----- Data shown -----
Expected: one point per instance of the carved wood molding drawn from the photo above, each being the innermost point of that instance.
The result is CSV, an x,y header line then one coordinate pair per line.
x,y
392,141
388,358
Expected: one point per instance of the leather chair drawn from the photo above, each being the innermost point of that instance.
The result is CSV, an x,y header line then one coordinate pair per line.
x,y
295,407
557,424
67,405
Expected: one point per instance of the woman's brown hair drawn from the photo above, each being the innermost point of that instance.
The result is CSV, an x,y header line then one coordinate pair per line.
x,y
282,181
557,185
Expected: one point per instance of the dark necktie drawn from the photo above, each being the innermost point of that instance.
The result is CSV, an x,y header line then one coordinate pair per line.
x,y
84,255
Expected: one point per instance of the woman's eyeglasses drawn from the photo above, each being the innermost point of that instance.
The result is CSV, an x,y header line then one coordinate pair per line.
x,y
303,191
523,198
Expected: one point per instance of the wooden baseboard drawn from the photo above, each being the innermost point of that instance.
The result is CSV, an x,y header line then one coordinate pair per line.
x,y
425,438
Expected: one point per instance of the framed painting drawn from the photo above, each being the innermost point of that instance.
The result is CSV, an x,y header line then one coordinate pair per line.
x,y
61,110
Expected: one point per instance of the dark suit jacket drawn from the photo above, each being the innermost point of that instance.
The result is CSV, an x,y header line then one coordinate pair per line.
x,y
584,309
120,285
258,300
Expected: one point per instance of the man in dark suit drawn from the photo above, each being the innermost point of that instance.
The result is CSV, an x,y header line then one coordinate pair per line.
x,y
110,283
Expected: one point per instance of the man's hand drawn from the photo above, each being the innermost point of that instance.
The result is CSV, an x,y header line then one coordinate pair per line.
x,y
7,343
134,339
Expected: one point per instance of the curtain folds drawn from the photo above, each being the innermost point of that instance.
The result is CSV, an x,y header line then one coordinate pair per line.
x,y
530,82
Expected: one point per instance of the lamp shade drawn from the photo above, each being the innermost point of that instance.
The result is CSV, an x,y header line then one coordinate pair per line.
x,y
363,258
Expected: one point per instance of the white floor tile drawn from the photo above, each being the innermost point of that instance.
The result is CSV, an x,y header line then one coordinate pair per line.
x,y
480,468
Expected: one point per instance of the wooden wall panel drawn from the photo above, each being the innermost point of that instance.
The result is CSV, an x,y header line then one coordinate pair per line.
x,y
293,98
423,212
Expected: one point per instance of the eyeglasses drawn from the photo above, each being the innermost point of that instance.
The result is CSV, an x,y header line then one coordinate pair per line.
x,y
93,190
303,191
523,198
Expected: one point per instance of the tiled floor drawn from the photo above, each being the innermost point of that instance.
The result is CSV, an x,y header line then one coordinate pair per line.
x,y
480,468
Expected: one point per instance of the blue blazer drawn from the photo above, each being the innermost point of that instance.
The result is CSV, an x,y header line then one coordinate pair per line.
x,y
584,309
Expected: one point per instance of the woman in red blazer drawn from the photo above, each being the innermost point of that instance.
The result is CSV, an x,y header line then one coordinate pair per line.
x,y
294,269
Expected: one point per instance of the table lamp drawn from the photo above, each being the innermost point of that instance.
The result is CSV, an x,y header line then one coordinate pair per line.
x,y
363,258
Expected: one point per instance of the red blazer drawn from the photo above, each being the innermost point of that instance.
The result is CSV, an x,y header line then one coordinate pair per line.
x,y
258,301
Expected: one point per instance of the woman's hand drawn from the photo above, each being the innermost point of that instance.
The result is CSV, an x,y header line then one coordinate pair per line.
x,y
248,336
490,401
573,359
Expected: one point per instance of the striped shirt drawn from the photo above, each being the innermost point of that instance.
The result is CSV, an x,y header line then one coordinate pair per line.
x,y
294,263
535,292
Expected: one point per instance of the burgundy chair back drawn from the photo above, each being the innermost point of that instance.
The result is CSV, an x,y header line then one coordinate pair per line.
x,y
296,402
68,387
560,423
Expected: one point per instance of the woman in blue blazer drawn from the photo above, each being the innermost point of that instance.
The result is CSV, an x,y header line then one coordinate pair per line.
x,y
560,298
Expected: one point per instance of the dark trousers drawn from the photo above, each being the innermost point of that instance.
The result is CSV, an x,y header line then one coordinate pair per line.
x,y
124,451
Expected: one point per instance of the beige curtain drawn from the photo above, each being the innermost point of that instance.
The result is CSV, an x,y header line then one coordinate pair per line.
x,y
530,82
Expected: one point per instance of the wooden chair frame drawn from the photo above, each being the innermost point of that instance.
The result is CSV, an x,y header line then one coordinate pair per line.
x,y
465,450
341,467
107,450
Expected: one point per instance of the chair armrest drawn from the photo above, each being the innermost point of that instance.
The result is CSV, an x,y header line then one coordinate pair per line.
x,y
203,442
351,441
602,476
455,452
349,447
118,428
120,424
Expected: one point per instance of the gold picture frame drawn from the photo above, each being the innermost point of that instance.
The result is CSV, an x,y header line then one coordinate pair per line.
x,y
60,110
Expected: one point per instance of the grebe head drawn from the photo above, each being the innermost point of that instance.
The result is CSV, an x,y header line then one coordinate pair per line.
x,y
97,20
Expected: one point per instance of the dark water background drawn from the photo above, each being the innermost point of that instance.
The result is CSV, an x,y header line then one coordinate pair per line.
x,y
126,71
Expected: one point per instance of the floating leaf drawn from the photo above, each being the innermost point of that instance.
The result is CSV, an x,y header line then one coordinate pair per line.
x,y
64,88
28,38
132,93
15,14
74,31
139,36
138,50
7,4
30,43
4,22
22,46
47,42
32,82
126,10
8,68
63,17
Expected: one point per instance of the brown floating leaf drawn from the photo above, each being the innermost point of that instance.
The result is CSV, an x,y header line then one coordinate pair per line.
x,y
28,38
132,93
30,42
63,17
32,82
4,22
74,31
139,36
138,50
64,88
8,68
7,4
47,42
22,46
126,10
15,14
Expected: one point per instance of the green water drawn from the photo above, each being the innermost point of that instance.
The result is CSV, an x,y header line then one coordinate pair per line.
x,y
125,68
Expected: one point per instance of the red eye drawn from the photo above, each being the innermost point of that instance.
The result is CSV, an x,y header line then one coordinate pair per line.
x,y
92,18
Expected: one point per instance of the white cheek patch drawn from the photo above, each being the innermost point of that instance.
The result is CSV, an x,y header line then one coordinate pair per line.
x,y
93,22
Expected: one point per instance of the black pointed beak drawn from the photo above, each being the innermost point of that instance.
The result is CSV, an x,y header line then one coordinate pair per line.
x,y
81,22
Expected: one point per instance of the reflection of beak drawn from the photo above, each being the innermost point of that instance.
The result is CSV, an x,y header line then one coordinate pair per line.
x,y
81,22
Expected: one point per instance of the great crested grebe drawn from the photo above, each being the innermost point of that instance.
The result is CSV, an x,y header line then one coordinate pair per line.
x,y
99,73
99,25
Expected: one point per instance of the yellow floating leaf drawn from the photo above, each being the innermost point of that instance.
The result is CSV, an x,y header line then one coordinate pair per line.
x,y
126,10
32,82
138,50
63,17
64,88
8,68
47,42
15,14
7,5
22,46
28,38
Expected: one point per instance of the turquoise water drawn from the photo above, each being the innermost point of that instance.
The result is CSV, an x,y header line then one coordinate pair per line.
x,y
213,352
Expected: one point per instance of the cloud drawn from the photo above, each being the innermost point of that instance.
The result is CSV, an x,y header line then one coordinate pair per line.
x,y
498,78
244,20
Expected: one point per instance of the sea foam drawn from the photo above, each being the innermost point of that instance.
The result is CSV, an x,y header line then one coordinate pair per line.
-----
> **Aim**: Only the lines from the one that contains "Expected: one point per instance of the turquoise" to the end of the entries above should be given again, exactly and in full.

> **Reply**:
Expected: one point per instance of the turquoise water drawn from the photo above, each being the innermost point of that instance.
The result is CSV, an x,y header line then one coordinate pair per line.
x,y
213,352
Expected: one point per instance of the cloud drawn from the photo above, each being the innermost point of that instance.
The result is CSV, an x,y header line then one coordinate pair per line.
x,y
498,78
244,20
Expected: one point per instance of the sea foam drawn from the photo above, each being the innermost point of that instance.
The result is CSV, an x,y header line then one coordinate pair per line.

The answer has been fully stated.